*** Opening SELECTED PASSAGE ***

Secondly Jesus says, as recorded by Mark, “First the Gospel must be preached to all nations.” (Mk 13 v 10). You may say, hasn’t this now happened? I think there is not a country without Christians. Perhaps North Korea is the only country without an established Church, but the Gospel has been preached there. Let me though just amplify this a little from the book of Revelation. John says, “After this (this refers to the 12 tribes of Israel), I looked and there before me was a great multitude that no one could count, from every nation, tribe, people and language, standing before the throne and in front of the Lamb.” (Rev 7 v 9). Several chapters on, John says, “I saw an angel flying in mid-air, and he had the eternal gospel to proclaim to those who live on the earth – to every nation, tribe, language and people.” (Rev 14 v 6 ). In Mission Aviation Fellowship’s book, ‘Above and Beyond’, in the final section, entitled ‘To the end of the age’ it states, “ According to the Joshua Project, today over 40% of the world remains unreached with the Gospel, and our teams remain committed to going above and beyond to make sure those living in extreme isolation are given the best chance to thrive in the fullness of Christ.” So this second sign may take another 100 years to be fulfilled. Very appropriately the book concludes by saying, “It is our hope that you will join us in the Great Commisssion, knowing that our Heavenly Father will always be with us, to the end of the age.”
- Prayer. Finally, I will take up the point made by Jesus as recorded in Luke’s gospel, that we should not only watch but pray. When we talk of prayer, we so often think of asking God to do something for us or for other people. There is nothing wrong with that. I began with Isaiah’s prayer, “O that thou wouldst rend the heavens and come down”. Let us though put a stronger emphasis on prayer as aligning ourselves with the will of God. We pray in the Lord’s Prayer, ‘Your will be done on earth as in heaven, your kingdom come.’ The kingdom of God will not come in all its fulness by us trying to twist God’s arm, praying for him to hurry up, but rather by us seeking his guidance, being open to the Spirit, in His prompting about the little things of life, as well as discernibg the way forward in the big decisions of education, career and life partnerships.

*** Closing SELECTED PASSAGE ***
*** Opening DATA SECTION ***

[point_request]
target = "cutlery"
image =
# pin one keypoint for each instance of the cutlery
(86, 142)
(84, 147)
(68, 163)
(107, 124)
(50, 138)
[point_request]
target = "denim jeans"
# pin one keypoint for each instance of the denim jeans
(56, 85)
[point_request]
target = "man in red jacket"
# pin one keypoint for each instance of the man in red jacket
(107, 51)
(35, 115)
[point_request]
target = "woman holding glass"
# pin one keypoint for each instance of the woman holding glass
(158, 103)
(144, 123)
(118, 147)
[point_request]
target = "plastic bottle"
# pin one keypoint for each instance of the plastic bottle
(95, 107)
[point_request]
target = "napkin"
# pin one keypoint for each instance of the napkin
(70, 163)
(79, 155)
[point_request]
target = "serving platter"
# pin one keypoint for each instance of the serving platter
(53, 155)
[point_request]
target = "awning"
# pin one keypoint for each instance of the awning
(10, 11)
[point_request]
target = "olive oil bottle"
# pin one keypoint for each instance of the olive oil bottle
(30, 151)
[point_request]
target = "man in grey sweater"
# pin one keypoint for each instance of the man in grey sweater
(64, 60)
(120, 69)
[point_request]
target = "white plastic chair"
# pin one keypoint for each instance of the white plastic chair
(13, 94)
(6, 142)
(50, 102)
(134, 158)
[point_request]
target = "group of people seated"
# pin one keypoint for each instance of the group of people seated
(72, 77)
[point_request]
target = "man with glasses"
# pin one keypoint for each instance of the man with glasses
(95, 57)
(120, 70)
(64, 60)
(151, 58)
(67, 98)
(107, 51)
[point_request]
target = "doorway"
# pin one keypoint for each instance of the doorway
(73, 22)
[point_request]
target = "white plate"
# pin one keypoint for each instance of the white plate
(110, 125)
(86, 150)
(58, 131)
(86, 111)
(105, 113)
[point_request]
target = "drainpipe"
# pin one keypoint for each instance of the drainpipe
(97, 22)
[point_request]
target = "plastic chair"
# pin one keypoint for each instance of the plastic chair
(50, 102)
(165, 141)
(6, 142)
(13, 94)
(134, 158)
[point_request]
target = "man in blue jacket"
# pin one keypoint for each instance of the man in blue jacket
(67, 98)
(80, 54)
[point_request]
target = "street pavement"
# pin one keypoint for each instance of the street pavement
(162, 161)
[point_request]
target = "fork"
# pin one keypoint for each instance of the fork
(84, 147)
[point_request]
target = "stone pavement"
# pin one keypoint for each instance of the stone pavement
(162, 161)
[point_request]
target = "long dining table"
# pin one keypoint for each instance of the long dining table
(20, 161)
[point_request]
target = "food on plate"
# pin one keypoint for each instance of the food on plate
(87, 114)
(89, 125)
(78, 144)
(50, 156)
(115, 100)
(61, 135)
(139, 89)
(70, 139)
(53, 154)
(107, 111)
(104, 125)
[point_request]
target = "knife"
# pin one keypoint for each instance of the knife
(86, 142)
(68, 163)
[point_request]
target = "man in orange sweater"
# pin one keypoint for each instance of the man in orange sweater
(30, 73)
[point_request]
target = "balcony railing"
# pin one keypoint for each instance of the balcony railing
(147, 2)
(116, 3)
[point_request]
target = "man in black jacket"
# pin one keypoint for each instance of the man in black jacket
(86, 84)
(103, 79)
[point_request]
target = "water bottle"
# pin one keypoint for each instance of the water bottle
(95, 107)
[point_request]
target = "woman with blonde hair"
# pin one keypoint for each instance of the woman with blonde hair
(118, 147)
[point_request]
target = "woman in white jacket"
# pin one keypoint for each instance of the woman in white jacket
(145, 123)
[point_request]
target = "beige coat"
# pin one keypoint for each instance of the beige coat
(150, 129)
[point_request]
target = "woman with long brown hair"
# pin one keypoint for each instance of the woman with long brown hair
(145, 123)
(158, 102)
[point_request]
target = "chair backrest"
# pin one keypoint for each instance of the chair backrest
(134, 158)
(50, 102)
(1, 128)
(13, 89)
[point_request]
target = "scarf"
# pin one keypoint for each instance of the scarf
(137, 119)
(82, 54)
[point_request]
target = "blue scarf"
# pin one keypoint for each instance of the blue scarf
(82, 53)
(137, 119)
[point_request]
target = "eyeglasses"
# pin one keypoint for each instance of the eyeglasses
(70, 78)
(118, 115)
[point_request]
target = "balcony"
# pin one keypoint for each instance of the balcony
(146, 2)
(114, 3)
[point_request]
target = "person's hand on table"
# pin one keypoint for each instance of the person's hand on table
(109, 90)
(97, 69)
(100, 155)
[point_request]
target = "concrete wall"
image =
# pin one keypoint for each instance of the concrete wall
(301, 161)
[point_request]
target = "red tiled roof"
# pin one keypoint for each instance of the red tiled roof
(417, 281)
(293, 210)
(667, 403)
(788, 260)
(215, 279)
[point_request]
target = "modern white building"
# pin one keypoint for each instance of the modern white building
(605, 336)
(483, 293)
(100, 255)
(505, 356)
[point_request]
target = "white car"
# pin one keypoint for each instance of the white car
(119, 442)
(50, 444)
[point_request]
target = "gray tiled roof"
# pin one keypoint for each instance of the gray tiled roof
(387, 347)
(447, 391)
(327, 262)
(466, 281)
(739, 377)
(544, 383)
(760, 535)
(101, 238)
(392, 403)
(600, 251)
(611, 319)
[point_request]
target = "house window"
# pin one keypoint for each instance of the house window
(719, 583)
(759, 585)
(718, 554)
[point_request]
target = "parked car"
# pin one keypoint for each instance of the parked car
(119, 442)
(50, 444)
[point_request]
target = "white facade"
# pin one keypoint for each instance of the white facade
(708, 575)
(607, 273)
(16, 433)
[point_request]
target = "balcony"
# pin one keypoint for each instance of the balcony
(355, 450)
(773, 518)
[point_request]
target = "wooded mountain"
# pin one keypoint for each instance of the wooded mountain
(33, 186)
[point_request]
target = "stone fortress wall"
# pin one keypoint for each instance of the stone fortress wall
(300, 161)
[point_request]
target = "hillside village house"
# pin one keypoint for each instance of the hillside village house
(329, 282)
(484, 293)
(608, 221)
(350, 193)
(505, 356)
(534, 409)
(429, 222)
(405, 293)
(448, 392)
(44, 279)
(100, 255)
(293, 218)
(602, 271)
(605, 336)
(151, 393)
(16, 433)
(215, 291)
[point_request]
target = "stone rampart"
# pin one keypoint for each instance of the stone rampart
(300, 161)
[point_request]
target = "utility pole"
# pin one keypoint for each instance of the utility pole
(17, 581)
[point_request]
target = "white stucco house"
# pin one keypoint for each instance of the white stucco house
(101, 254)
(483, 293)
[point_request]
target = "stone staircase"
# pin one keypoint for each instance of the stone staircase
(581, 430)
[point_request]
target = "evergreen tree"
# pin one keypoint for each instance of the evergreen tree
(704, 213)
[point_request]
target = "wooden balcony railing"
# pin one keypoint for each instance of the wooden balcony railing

*** Closing DATA SECTION ***

» ASSIGNMENT: In the passage on the Gospel and prayer, what share of the world does the Joshua Project say remains unreached with the Gospel?

» WORKED SOLUTION: Over 40% of the world.